* Start *

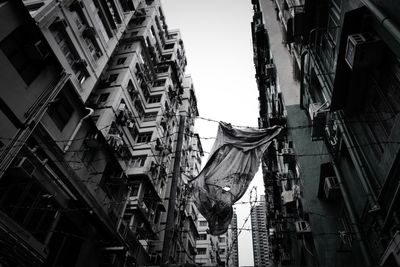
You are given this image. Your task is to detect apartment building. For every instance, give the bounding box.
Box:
[253,0,400,266]
[251,195,270,266]
[196,212,239,267]
[226,213,239,267]
[0,0,201,266]
[252,1,318,266]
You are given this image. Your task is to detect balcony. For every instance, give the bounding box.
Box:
[125,197,158,239]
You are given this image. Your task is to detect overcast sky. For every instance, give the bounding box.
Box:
[162,0,264,266]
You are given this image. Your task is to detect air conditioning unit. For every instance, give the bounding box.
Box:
[24,40,50,61]
[282,147,296,163]
[379,231,400,266]
[345,33,382,70]
[324,176,340,199]
[308,102,329,139]
[85,133,100,148]
[160,117,167,131]
[128,121,135,129]
[294,220,311,234]
[12,157,36,176]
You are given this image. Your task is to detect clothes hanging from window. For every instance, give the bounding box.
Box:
[192,122,281,235]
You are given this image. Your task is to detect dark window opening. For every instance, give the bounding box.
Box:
[136,132,153,143]
[0,26,49,85]
[48,93,74,131]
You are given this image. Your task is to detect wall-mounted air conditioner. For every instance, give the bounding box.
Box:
[324,176,340,199]
[282,147,296,163]
[308,102,329,139]
[294,220,311,234]
[24,40,50,61]
[345,33,382,70]
[379,231,400,266]
[12,157,36,176]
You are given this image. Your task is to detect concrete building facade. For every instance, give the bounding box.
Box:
[196,212,239,267]
[254,0,400,266]
[251,195,270,266]
[0,0,202,266]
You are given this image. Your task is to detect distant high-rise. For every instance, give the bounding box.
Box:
[251,195,269,266]
[227,210,239,267]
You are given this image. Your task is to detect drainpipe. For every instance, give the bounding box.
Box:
[338,119,378,203]
[361,0,400,44]
[331,160,371,266]
[63,108,94,153]
[162,114,186,263]
[300,50,308,109]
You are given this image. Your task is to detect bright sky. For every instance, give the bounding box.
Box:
[162,0,264,266]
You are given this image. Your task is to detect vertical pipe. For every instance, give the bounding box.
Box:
[162,114,185,263]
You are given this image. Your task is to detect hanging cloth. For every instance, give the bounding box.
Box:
[192,122,281,235]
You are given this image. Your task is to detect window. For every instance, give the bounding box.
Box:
[0,26,44,84]
[129,17,146,26]
[130,31,139,37]
[136,132,153,143]
[48,93,74,131]
[162,54,172,60]
[135,99,144,117]
[108,74,118,83]
[90,115,100,124]
[129,155,147,168]
[97,93,110,103]
[143,112,157,121]
[156,66,169,73]
[131,184,140,197]
[124,43,132,49]
[117,57,126,65]
[147,95,161,104]
[199,221,208,226]
[164,43,175,50]
[153,79,166,87]
[197,234,207,240]
[197,248,207,255]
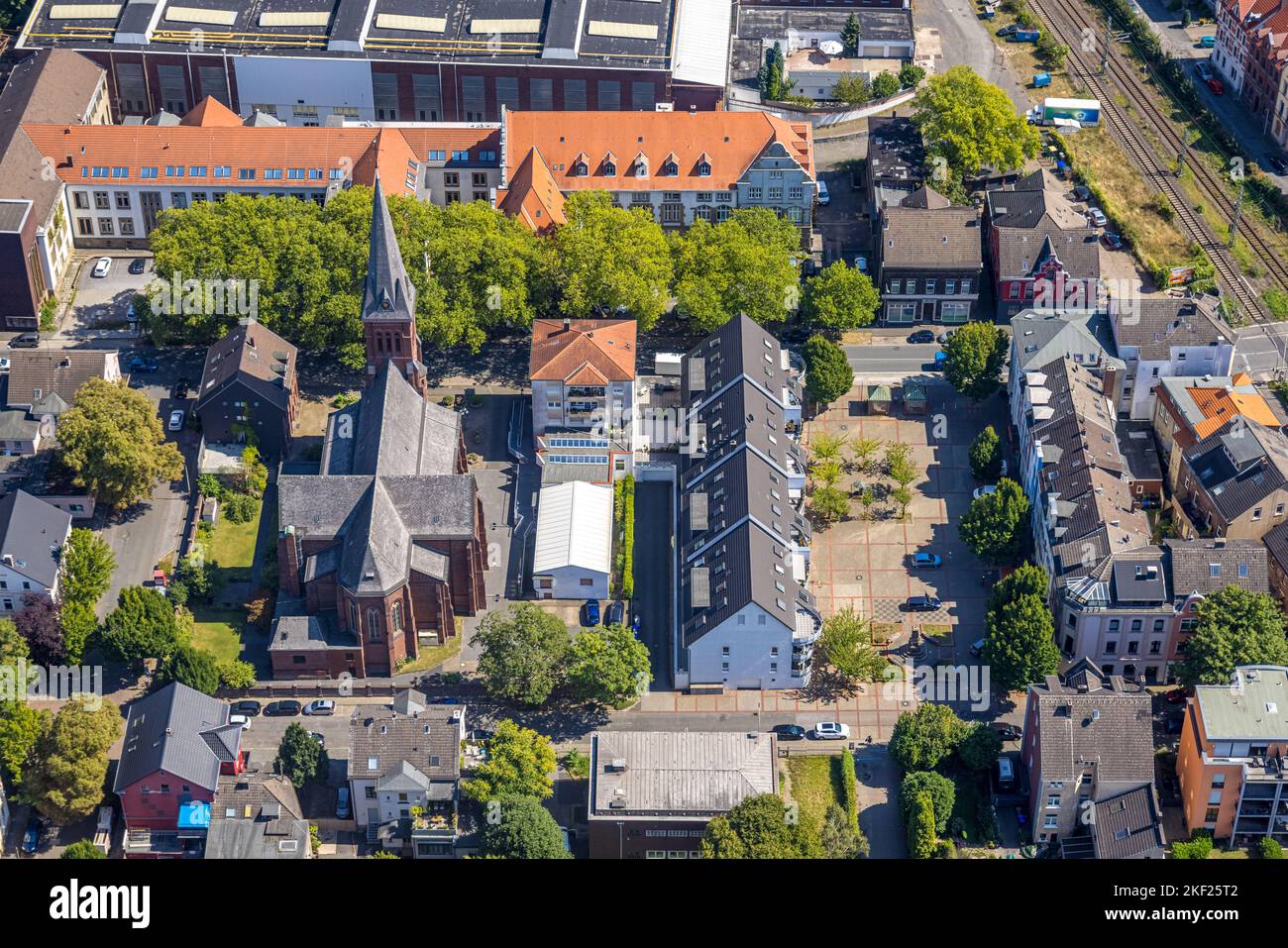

* End *

_EXERCISE_
Could you set out the entries as a numbered list, from the line with "You are given this image. Your task is to detect window." up to and including the final line of the entries, with blank lines dropped and the pictures left out?

_RESULT OF THE EXERCISE_
1. You are given this image. Your task is to detect window. For every instance, give the bounding box.
2. Box:
3. [0,26,44,84]
4. [129,17,146,26]
5. [130,31,139,37]
6. [136,132,153,143]
7. [48,93,74,131]
8. [162,54,172,60]
9. [135,99,144,117]
10. [108,74,118,83]
11. [90,115,100,124]
12. [129,155,147,168]
13. [97,93,110,103]
14. [143,112,157,121]
15. [156,66,169,73]
16. [131,184,140,197]
17. [124,43,132,49]
18. [117,57,126,65]
19. [147,95,161,104]
20. [199,221,208,226]
21. [164,43,175,50]
22. [153,79,166,87]
23. [197,234,207,240]
24. [197,248,207,255]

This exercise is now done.